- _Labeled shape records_
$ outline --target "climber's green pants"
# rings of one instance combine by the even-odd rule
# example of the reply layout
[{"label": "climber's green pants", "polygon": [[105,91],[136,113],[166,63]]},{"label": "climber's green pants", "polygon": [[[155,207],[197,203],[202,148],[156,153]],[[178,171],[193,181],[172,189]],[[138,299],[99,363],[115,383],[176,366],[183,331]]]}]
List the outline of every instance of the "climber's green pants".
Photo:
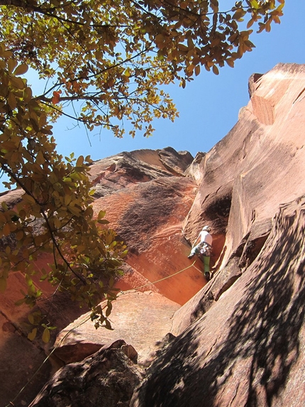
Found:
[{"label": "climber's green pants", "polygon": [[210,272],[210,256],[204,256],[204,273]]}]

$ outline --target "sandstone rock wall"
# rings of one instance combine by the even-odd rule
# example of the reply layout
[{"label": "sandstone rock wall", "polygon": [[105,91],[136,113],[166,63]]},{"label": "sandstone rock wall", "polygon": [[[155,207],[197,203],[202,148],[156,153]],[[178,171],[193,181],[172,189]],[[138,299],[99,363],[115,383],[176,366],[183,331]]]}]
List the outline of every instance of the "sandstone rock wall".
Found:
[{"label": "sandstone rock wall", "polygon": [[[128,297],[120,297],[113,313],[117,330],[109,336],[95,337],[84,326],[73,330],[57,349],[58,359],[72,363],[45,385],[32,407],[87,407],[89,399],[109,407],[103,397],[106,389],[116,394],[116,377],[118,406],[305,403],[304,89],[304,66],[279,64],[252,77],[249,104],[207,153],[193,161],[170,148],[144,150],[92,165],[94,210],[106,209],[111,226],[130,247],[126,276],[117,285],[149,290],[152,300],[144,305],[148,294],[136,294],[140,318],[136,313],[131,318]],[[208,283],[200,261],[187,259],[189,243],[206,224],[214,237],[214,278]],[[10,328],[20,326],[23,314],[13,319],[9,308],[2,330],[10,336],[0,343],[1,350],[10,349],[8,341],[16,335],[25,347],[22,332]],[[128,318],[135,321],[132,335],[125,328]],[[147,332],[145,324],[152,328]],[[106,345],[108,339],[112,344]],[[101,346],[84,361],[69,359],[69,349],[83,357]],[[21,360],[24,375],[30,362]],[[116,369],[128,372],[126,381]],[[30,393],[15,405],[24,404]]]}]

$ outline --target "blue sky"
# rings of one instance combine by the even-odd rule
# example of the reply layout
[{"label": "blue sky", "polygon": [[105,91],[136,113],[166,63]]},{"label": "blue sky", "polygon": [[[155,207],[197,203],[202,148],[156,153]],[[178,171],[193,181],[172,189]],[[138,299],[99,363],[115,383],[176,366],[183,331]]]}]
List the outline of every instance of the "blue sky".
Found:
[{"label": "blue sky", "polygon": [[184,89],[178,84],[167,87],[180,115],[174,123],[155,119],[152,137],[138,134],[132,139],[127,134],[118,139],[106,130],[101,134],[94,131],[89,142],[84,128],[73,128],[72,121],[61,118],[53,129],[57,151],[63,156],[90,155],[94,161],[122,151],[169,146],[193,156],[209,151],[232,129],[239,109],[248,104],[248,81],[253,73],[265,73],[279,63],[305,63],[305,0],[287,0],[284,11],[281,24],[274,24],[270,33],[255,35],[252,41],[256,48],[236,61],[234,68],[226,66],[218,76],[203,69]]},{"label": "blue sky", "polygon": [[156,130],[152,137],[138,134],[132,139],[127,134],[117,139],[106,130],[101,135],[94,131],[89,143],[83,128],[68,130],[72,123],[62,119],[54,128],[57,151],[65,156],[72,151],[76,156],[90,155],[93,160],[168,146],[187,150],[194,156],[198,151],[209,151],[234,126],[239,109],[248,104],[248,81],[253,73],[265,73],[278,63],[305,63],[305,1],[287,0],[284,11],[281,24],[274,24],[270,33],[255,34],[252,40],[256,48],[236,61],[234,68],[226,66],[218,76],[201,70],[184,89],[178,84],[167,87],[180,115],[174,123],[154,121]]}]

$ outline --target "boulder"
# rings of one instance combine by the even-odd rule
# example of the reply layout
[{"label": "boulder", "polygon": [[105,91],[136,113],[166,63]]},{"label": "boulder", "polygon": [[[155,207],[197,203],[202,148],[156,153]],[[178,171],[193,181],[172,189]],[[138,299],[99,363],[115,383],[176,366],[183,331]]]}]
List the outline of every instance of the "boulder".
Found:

- _Set exercise_
State how many lines of the data above contain the string "boulder". Give the number alone.

- _Result below_
3